» **Directions**: Collect every line in the data below that contains the string "baked", copying each one in full.

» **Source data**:
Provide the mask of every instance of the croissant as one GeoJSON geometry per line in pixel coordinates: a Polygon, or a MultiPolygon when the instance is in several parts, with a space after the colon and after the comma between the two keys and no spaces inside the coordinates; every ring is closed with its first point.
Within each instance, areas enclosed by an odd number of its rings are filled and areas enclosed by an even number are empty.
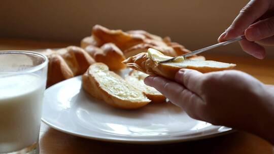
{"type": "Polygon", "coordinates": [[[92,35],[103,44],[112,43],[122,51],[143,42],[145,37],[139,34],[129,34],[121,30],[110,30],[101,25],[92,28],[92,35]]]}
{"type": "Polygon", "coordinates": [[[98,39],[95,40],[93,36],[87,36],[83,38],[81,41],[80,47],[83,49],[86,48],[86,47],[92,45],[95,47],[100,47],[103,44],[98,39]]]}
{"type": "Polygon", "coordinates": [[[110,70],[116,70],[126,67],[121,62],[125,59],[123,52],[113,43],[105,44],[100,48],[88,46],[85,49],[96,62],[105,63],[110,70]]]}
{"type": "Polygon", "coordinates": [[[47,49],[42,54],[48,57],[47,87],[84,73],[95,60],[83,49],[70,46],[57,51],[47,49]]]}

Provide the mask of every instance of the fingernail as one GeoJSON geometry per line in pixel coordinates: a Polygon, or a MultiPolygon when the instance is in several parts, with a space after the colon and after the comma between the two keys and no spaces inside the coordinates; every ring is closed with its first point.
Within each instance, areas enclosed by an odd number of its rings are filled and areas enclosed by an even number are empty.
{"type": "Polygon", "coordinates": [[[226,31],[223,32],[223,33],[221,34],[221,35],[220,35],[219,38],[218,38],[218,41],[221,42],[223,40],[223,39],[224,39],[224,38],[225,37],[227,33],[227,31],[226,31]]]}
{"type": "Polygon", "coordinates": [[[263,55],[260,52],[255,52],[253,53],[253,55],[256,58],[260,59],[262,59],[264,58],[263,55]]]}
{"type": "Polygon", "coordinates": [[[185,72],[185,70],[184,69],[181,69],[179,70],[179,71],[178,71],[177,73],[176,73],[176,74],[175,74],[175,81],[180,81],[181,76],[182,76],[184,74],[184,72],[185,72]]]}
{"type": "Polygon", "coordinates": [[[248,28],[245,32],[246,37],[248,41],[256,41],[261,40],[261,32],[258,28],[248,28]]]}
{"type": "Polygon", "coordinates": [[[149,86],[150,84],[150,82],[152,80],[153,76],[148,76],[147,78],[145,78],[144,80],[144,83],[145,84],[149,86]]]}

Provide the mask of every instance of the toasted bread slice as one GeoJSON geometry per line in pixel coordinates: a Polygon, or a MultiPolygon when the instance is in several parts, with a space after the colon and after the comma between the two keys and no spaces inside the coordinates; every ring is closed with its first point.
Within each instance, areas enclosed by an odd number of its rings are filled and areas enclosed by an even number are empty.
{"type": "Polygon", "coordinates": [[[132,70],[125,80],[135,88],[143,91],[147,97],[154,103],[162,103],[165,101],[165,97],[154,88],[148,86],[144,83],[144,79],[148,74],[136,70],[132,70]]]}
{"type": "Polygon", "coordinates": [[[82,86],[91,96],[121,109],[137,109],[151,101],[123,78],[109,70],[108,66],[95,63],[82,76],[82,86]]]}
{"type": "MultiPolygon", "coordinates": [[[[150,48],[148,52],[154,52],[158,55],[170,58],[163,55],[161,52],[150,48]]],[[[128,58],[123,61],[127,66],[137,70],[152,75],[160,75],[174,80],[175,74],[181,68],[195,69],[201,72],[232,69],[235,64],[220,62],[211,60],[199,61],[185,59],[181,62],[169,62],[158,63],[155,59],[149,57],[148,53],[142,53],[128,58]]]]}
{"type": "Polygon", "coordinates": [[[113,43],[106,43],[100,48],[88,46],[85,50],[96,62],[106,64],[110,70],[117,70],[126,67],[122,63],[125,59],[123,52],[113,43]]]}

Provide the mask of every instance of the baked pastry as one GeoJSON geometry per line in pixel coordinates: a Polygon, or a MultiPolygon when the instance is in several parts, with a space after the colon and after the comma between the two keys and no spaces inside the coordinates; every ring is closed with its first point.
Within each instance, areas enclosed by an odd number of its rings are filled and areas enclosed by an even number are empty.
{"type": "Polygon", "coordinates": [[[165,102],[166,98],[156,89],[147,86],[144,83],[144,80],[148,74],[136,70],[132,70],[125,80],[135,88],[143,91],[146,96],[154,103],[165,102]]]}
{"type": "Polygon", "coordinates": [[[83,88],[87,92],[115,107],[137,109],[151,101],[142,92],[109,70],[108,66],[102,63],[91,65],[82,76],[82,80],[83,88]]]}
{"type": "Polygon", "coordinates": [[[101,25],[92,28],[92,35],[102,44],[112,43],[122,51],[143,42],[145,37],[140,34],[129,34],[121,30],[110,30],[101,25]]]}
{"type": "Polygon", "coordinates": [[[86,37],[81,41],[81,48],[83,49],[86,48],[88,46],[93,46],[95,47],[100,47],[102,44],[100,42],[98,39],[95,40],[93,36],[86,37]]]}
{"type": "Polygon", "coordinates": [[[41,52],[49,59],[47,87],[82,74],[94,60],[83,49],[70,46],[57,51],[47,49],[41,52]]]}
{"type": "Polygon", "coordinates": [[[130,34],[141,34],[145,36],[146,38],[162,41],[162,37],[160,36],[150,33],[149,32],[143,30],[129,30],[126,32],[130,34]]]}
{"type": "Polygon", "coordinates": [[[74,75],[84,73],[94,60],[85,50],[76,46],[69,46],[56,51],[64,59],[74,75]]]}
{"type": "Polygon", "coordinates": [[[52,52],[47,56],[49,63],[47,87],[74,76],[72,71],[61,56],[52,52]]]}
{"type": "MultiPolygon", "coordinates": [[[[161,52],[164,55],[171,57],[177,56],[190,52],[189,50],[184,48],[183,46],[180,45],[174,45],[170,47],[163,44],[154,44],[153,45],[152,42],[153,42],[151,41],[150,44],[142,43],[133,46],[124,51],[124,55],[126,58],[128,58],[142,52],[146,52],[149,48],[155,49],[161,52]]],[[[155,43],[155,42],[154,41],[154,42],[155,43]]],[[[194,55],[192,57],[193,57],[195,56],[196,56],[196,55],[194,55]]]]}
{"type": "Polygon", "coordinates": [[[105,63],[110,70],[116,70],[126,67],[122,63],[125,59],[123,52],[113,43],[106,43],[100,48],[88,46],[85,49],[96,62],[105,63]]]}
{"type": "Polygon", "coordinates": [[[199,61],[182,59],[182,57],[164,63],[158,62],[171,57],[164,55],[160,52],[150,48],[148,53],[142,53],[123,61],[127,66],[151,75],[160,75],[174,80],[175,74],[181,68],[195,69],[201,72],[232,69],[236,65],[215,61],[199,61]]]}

» **Response to this exercise**:
Provide the mask of every instance of the baked pastry as one GeoJSON geometry per line in pixel coordinates: a Polygon, or a MultiPolygon when the instance is in several parts, with a space after the colon and after the comma between the two keys and no spaces inside the coordinates; every ring is closed with its first point.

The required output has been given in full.